EXCERPT TO READ>
1955 American film noir crime film directed by Joseph H. Lewis

The Big Combo is a 1955 American film noir directed by Joseph H. Lewis, written by Philip Yordan and photographed by cinematographer John Alton, with music by David Raksin. The film stars Cornel Wilde, Richard Conte and Brian Donlevy, as well as Jean Wallace, who was Wilde's wife at the time. The supporting cast features Lee Van Cleef, Earl Holliman and the final screen appearance of actress Helen Walker. The Big Combo received positive reviews from critics.

While the film's title cards feature a copyright claim, a notice was not properly filed. In 2007 the United States Copyright Office ultimately rejected the notice, leaving the film in the public domain.

==Plot==

Full film

Police Lieutenant Leonard Diamond is on a personal crusade to bring down the sadistic gangster Mr. Brown. (Note: Mr. Brown's given name is never stated in the film; he is only ever referred to by his surname.) He is also dangerously obsessed with Susan Lowell; she is Mr. Brown's girlfriend, and is despondent and suicidal because she cannot escape from him. Building his legal case against Mr. Brown, Diamond's main objective becomes investigating the identity of a woman, known only by the name "Alicia", who is connected to the gangster.

TO DO>
[1] Name every actor listed in the film article on The Big Combo.
[2] Write the next part of the article on The Big Combo, starting after its last sentence.

DATASET ENTRIES>
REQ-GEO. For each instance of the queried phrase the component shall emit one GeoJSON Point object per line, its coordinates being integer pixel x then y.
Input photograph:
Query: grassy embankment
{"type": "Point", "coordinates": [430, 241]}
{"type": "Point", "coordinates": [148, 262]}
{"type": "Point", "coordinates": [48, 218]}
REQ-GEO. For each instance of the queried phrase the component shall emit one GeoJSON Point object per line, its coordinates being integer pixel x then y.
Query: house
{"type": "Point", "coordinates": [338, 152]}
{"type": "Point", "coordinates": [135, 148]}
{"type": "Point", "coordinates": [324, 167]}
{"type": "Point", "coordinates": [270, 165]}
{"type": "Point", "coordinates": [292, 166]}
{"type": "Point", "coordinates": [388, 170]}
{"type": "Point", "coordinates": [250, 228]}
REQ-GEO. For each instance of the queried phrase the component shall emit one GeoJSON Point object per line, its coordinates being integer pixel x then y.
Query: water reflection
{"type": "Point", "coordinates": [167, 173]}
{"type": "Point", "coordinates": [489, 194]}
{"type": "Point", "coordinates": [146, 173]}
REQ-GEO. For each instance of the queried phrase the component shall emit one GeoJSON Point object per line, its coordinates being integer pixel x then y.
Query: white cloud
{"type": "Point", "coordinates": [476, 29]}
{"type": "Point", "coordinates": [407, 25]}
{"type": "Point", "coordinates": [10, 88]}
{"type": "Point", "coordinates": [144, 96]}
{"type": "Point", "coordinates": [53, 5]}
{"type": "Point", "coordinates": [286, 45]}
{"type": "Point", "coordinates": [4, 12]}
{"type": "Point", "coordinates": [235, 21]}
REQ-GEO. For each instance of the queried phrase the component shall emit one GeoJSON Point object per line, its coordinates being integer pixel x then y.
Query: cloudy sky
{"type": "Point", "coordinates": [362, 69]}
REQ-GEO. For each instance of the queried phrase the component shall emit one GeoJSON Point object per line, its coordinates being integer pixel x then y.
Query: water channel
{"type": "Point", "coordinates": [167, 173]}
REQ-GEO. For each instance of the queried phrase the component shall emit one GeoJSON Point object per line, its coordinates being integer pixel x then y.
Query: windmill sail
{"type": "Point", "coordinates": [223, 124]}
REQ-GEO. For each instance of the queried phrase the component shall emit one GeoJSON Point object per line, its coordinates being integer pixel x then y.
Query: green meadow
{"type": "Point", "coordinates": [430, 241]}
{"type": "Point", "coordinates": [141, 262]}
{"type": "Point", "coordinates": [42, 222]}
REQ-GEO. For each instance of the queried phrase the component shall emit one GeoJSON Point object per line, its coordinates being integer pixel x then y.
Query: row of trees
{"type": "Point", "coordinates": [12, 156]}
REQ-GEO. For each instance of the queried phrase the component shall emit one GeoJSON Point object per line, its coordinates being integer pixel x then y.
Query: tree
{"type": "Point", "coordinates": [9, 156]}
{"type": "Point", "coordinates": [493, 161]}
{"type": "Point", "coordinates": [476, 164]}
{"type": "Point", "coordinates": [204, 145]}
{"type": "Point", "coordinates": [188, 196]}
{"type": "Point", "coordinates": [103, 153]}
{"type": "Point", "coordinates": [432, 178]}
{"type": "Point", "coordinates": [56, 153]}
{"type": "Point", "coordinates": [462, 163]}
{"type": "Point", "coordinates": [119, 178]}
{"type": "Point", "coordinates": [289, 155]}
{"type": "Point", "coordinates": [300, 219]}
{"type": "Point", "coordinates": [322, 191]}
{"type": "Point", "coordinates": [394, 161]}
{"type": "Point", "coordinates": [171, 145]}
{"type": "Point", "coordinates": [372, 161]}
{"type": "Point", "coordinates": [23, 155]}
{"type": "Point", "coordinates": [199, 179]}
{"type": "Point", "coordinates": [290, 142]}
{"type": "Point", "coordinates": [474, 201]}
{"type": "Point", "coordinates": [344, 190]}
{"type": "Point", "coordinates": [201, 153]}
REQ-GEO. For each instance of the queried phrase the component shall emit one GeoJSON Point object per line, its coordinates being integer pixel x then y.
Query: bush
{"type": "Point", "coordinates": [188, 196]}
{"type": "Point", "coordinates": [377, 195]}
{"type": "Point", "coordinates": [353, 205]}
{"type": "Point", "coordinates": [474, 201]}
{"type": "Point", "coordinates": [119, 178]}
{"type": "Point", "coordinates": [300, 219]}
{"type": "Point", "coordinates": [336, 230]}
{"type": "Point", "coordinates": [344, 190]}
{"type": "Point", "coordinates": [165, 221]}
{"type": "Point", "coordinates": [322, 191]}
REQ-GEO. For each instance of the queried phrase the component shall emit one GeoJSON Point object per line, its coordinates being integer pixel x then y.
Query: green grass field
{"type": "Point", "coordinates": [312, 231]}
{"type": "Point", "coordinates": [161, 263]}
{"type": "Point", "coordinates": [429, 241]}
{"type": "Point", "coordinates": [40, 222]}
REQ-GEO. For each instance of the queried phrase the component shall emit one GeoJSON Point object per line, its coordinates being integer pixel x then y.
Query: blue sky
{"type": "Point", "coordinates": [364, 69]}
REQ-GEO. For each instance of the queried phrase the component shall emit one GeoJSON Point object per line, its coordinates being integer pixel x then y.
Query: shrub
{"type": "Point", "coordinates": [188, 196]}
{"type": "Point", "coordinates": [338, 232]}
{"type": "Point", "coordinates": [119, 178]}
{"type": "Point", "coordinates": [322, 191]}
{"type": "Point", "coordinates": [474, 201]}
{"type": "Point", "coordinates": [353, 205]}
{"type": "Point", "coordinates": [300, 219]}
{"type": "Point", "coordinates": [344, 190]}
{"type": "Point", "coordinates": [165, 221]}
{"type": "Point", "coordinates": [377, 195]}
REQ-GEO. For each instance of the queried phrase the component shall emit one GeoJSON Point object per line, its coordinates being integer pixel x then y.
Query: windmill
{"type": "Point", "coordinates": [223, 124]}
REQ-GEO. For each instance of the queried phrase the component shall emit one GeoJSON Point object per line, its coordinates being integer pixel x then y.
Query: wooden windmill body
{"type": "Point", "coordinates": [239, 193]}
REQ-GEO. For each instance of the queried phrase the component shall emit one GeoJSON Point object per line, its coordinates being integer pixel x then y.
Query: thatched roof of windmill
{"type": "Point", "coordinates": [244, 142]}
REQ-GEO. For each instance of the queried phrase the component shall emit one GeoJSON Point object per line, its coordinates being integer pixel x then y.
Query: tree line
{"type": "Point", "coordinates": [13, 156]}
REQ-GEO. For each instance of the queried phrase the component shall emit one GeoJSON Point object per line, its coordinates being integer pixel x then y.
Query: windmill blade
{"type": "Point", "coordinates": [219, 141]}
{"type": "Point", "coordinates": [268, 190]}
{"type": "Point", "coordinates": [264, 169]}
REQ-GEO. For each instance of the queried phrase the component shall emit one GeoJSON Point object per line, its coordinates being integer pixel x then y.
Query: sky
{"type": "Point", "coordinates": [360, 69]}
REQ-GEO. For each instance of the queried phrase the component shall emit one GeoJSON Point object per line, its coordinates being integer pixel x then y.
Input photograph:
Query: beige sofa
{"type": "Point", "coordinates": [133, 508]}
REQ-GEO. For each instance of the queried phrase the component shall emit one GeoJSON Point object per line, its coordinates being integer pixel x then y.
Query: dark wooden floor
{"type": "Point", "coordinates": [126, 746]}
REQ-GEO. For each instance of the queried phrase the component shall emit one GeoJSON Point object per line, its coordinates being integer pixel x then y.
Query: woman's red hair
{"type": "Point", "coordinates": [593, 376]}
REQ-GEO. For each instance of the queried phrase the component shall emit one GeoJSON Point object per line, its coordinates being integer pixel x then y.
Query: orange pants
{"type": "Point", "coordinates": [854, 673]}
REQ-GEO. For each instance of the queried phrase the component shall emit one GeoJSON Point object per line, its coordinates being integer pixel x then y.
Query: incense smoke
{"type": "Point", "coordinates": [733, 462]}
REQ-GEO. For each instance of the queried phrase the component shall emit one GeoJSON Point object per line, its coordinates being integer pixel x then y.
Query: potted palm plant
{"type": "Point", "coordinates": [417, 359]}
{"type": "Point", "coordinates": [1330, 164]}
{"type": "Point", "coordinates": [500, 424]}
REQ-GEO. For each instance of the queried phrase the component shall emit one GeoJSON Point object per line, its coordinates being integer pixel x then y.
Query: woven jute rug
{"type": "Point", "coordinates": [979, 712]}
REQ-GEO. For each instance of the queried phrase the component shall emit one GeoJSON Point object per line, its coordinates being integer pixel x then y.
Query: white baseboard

ANSWERS GIVEN>
[1] Cornel Wilde, Richard Conte, Brian Donlevy, Jean Wallace, Lee Van Cleef, Earl Holliman, Helen Walker

[2]
Mr. Brown becomes exasperated with Diamond's investigation and, with his second-in-command McClure and thugs Fante and Mingo, kidnaps and tortures the lieutenant, and pours a bottle of alcohol-based hair tonic down his throat before letting him go outside his police captain's apartment. Diamond eventually learns through one of Mr. Brown's past accomplices, Bettini, that Alicia was actually Mr. Brown's wife. Bettini suspects that Alicia was sent away to Sicily with former mob boss Grazzi, then murdered, tied to the boat's anchor, and permanently submerged. Diamond questions the operator of an antique store bankrolled by Mr. Brown named Dreyer who was also the skipper of the boat. Dreyer denies involvement and refuses to disclose anything to Diamond, but is nonetheless murdered by McClure shortly after leaving his shop.

Diamond tries to persuade Susan to leave Brown and admits he may be in love with her. He shows her a photo of Mr. Brown, Alicia and Grazzi together on the boat. Susan finally confronts Mr. Brown about his wife and is told she is still alive in Sicily, living with Grazzi.

Mr. Brown orders a hit on Diamond. However, when Fante and Mingo go to Diamond's apartment, they mistakenly shoot and kill Diamond's burlesque dancer girlfriend Rita instead. Diamond sees an up-to-date photo of Alicia but realizes it was not taken in Sicily due to the presence of snow on the ground. This leads Diamond to suspect Mr. Brown had killed his boss Grazzi, and not Alicia. Diamond tracks Alicia to a sanitarium, where she is staying under another name. He asks for her help.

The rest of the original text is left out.